Exercise brief:
Transcribe word for word the lines below from the line with "Task: put a dot on each instance of the cluster" through the line with "Task: put a dot on each instance of the water bubble", ends included.

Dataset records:
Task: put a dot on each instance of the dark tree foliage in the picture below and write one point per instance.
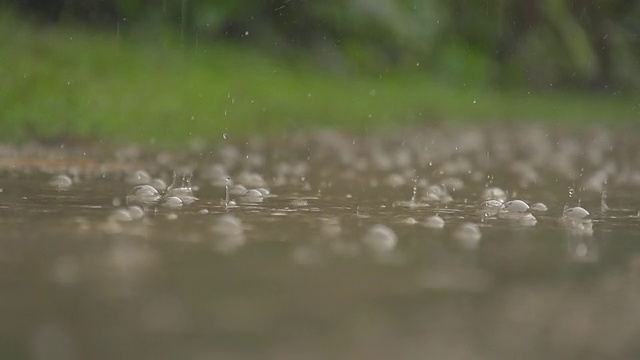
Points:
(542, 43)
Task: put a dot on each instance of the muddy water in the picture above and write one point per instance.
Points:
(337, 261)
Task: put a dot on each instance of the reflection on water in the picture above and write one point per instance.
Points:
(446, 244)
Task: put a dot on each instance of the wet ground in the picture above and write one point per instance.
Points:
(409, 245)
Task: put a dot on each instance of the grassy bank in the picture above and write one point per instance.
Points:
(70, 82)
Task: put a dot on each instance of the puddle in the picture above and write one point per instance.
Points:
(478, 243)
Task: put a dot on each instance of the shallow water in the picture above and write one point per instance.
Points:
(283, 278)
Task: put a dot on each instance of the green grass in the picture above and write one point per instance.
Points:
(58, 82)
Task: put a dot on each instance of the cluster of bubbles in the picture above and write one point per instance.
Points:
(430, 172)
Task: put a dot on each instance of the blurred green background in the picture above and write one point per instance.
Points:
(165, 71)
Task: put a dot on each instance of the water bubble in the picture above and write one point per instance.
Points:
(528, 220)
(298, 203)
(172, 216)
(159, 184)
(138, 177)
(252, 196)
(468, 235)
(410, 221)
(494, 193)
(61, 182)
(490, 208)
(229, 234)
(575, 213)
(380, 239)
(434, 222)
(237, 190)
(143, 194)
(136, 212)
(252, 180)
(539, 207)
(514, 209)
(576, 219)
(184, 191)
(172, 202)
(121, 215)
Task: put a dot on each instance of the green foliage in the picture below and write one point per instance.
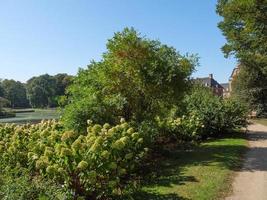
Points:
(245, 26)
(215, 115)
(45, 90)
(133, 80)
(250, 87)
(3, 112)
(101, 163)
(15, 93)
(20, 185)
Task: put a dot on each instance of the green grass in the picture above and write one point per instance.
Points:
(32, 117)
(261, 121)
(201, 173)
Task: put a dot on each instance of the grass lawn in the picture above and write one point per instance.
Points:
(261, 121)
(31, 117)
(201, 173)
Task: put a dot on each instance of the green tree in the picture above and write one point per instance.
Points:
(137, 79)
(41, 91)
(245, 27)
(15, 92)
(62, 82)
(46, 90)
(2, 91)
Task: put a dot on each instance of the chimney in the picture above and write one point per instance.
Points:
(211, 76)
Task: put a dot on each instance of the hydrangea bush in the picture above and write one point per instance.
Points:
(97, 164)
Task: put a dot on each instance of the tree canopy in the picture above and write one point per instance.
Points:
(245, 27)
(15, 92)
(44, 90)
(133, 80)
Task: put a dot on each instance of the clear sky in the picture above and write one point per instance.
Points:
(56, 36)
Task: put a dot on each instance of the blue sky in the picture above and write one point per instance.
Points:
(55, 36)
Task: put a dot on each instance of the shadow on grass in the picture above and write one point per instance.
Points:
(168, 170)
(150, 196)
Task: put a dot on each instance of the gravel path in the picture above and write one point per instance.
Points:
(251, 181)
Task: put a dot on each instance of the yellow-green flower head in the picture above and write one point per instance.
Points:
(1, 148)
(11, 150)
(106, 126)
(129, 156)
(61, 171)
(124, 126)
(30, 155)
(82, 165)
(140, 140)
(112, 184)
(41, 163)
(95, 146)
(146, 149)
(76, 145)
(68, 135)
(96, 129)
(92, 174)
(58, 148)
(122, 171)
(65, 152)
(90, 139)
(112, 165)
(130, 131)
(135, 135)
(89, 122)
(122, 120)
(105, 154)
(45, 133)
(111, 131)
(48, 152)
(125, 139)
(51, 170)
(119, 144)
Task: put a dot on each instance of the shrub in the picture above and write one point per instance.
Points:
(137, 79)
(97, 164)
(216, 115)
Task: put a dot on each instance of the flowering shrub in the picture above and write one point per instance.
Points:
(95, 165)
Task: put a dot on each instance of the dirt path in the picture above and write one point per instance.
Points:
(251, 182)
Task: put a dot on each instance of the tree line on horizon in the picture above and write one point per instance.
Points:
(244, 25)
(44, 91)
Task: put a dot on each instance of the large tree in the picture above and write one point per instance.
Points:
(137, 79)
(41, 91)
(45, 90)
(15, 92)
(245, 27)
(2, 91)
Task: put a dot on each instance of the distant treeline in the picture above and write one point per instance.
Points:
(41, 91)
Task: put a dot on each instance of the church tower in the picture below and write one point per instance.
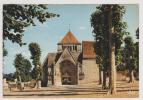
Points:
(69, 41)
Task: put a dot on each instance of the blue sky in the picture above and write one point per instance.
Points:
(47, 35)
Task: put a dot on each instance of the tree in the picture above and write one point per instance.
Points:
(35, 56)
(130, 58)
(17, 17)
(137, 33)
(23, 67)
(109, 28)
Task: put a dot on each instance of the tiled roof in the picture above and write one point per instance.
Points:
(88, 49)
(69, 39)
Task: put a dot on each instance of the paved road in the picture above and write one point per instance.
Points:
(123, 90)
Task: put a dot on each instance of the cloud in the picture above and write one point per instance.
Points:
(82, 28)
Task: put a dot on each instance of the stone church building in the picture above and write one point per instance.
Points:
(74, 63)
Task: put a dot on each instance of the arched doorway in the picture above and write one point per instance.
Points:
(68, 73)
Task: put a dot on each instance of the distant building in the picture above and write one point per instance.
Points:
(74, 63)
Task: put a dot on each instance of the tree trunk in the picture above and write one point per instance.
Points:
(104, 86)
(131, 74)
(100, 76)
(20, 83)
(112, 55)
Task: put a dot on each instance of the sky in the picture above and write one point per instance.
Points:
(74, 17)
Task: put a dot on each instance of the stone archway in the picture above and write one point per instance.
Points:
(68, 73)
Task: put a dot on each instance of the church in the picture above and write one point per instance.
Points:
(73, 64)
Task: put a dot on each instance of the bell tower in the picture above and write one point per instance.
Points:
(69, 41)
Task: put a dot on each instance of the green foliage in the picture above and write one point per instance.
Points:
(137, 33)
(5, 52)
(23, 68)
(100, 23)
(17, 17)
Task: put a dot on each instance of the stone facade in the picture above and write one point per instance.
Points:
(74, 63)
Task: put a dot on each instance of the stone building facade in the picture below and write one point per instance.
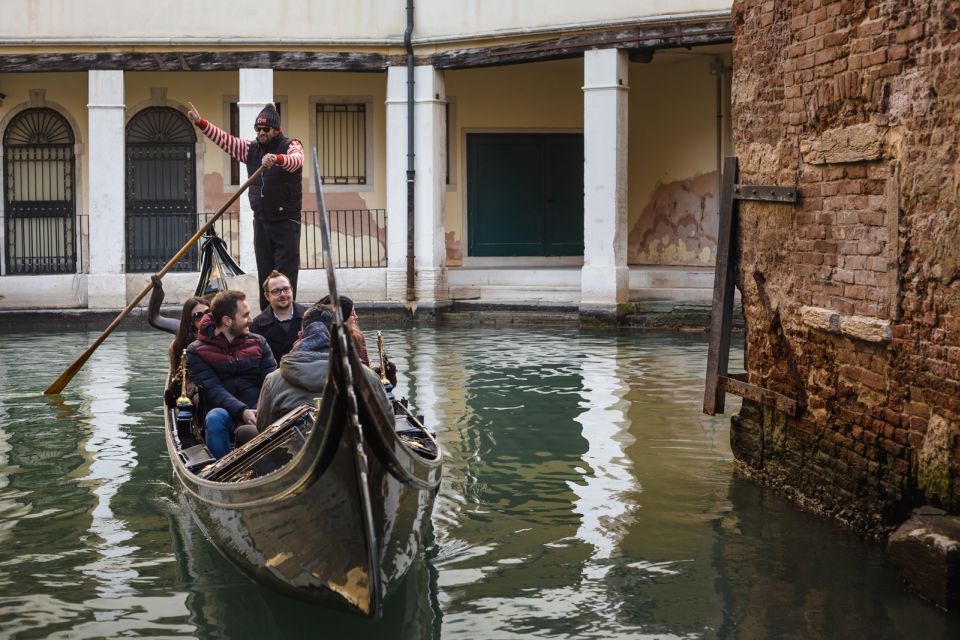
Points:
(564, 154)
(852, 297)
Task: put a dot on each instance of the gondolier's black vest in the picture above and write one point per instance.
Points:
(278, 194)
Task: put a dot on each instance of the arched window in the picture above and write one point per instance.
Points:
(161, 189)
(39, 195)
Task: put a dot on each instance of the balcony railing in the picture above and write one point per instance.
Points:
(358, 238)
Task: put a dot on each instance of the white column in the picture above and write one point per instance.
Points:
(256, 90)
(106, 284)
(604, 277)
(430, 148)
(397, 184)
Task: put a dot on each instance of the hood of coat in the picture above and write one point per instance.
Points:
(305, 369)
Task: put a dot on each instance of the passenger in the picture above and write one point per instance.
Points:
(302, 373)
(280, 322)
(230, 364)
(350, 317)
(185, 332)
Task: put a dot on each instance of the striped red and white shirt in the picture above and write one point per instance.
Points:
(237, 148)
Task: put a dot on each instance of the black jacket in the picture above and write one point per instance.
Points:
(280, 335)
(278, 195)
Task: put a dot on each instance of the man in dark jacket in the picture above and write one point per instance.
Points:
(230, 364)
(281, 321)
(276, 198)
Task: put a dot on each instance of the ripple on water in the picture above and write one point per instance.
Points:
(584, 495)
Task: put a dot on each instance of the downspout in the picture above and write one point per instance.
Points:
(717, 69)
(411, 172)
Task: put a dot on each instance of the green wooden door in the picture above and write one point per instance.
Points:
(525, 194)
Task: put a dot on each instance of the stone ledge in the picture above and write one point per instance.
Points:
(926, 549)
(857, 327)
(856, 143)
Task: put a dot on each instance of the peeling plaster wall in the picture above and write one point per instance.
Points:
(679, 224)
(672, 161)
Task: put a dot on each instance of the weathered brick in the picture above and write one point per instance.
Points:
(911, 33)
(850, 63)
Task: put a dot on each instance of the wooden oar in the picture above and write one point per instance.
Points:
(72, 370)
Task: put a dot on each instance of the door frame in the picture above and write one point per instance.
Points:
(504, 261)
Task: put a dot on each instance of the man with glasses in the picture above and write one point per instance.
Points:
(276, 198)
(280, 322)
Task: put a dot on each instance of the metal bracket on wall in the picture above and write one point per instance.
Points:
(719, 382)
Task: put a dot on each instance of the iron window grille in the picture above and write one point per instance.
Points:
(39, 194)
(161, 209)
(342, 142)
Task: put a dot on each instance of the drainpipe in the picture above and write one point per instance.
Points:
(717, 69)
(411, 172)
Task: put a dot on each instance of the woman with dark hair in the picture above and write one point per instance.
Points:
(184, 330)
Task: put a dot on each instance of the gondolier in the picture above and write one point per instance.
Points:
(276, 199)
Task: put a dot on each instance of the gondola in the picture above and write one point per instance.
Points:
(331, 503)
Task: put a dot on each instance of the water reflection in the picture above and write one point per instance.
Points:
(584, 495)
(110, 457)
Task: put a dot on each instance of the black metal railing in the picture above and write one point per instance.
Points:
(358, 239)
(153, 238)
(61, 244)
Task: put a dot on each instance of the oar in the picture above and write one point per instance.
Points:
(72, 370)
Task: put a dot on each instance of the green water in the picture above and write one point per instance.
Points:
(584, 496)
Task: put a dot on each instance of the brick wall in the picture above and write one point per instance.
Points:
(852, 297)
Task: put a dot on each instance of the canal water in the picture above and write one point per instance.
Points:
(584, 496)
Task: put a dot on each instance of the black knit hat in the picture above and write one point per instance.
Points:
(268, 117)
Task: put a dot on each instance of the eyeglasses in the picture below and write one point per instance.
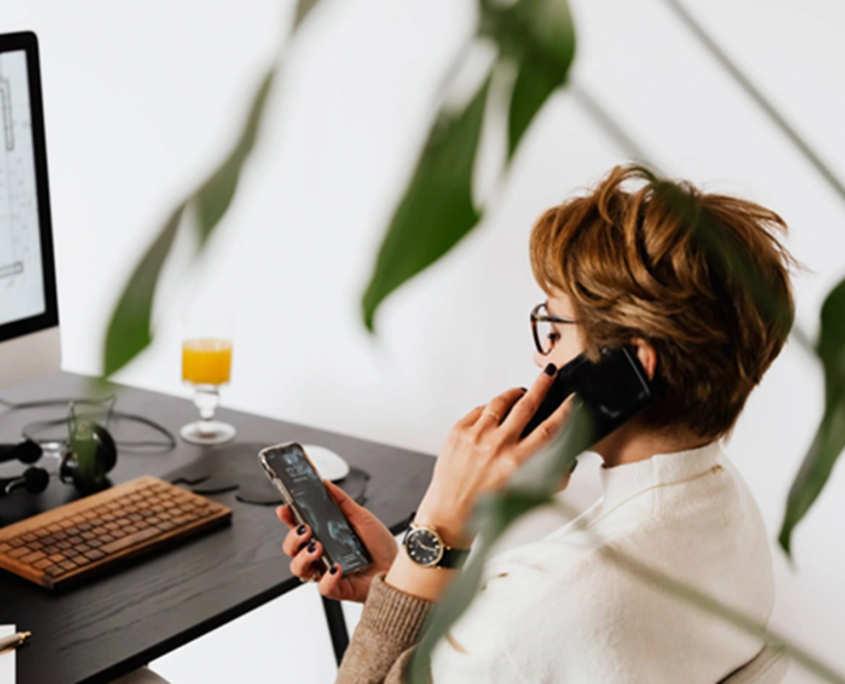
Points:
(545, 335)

Result of the task:
Task: put a dot on each instance of the cluster of bubbles in the picture above and write one point per instance.
Points:
(430, 172)
Task: put a dot on each instance of the blurred green background in the picture above and write one point per instance.
Points:
(165, 71)
Task: put a dot on each instance of the water bubble in the picture above and write one point per instance.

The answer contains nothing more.